TEXTO DADO:
┄┄┄┄┄┄┄┄┄┄
Para el paseo de esta tarde, corta de luz y ancha de frío, hemos abandonado el valle del Ebro, los paisajes áridos y los sotos de ribera y nos hemos trasladado a latitudes más altas y más frías. Las coordenadas del punto de inicio de este itinerario no hablan idiomas, pero sí que recogen el rumor de los arroyos que bajan al valle y el baile de las hojas de las hayas y a ninguno de los dos les supone impedimento habitar en francés o en español, ya que solo se saben moradores de bosques híbridos, húmedos, internacionales y transfronterizos, todo a la vez. Hoy nos vamos a perder por lugares que tienen que ver con el origen de Aragón, si es que la historia de un lugar, de un reino, o de un país, puede resumirse en unas coordenadas geográficas concretas que aprietan demasiado el cinto, el fuste, la cintura. Nos van más los capiteles y los cimientos, los suelos empedrados, hechos con cantos rodados de arroyos montañeros y que son la antesala al calor en muchas casas de por aquí. Estamos en el lugar de Abi y nos imaginamos a canteros, escultores y talladores viajeros y desconocidos trasladando las semillas de su sabiduría allá por donde fuera que fueren.
Eso sí, seguimos en este Aragón de los mapas. Tal y como ha resultado tras las idas y venidas de la historia estos son nuestros limes y puestos a hablar de lugares, por qué contar cosas de otros cuando estos nos son más próximos y aun así los desconocemos tanto.
Nuestras coordenadas son
42°43’56.8″N y 0°35’37.5″W
Y estamos en medio de un bosque.
Hace unos días, en la emisora, leímos un poema de Anna Ajmátova. Un descubrimiento, para todos su persona, sus escritos y su vida: difícil desligar unos de otros. Ajmátova. Así, con j. Llamé a Elena, mi amiga rusa, para preguntarle cómo se pronunciaba ese nombre, y se emocionó. Los rusos y su emoción. Nos mandó un mensaje de preciosa voz en el que nos contaba que este grupo de poetas eran sus preferidos y que Anna Ajmátova era una de las mejores poetas rusas. Pasamos mucho rato leyendo a Ajmátova, de soltera Gorenko, nacida cerca de Odessa en 1889 y una de las principales representantes del movimiento acmeísta, grupo de poetas que reclaman, a principio del siglo XX, un lenguaje claro y sobrio frente al más oscuro y metafórico de los simbolistas. Acmé, viene del griego, y significa «apogeo», «cumbre», «madurez”.
Esa tarde investigamos la hondura abismal y la fortaleza de Anna, que no quiso exilarse, que se casó tres veces y sus tres maridos sufrieron persecución, algunos incluso la muerte, y cuyo único hijo, Lev, fue deportado en dos ocasiones a Siberia debido a los escritos y actividad de su madre; una poeta que llegaría a estar nominada al Nobel…. Joseph Brodsky la definió así:
“Su sola mirada te cortaba el aliento. Alta, de pelo oscuro, morena, esbelta y ágil, con los ojos verdosos de un tigre polar (…)”.
Leemos en unos versos de su poema La tierra natal:
No la llevamos en oscuros amuletos,
Ni escribimos arrebatados suspiros sobre ella,
No perturba nuestro amargo sueño,
Ni nos parece el paraíso prometido.
┄┄┄┄┄┄┄┄┄┄
ENUNCIADO: Transcribe sin cambios del texto dado todo lo que va desde "Esa tarde investigamos" hasta "el paraíso prometido.".
┄┄┄┄┄┄┄┄┄┄
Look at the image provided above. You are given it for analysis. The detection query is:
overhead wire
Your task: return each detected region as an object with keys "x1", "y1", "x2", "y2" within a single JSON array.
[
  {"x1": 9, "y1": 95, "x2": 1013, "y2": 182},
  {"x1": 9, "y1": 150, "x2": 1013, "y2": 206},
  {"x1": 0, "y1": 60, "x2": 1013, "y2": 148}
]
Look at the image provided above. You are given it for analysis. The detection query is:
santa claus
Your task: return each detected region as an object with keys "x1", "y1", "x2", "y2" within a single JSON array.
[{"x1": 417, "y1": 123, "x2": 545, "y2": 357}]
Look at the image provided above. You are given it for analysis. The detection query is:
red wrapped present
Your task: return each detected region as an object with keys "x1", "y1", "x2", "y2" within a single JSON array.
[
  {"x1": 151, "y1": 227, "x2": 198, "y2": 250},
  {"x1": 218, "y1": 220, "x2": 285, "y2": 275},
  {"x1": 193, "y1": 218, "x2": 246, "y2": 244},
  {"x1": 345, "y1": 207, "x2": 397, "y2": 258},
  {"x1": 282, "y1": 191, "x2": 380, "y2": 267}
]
┄┄┄┄┄┄┄┄┄┄
RESPUESTA:
Esa tarde investigamos la hondura abismal y la fortaleza de Anna, que no quiso exilarse, que se casó tres veces y sus tres maridos sufrieron persecución, algunos incluso la muerte, y cuyo único hijo, Lev, fue deportado en dos ocasiones a Siberia debido a los escritos y actividad de su madre; una poeta que llegaría a estar nominada al Nobel…. Joseph Brodsky la definió así:
“Su sola mirada te cortaba el aliento. Alta, de pelo oscuro, morena, esbelta y ágil, con los ojos verdosos de un tigre polar (…)”.
Leemos en unos versos de su poema La tierra natal:
No la llevamos en oscuros amuletos,
Ni escribimos arrebatados suspiros sobre ella,
No perturba nuestro amargo sueño,
Ni nos parece el paraíso prometido.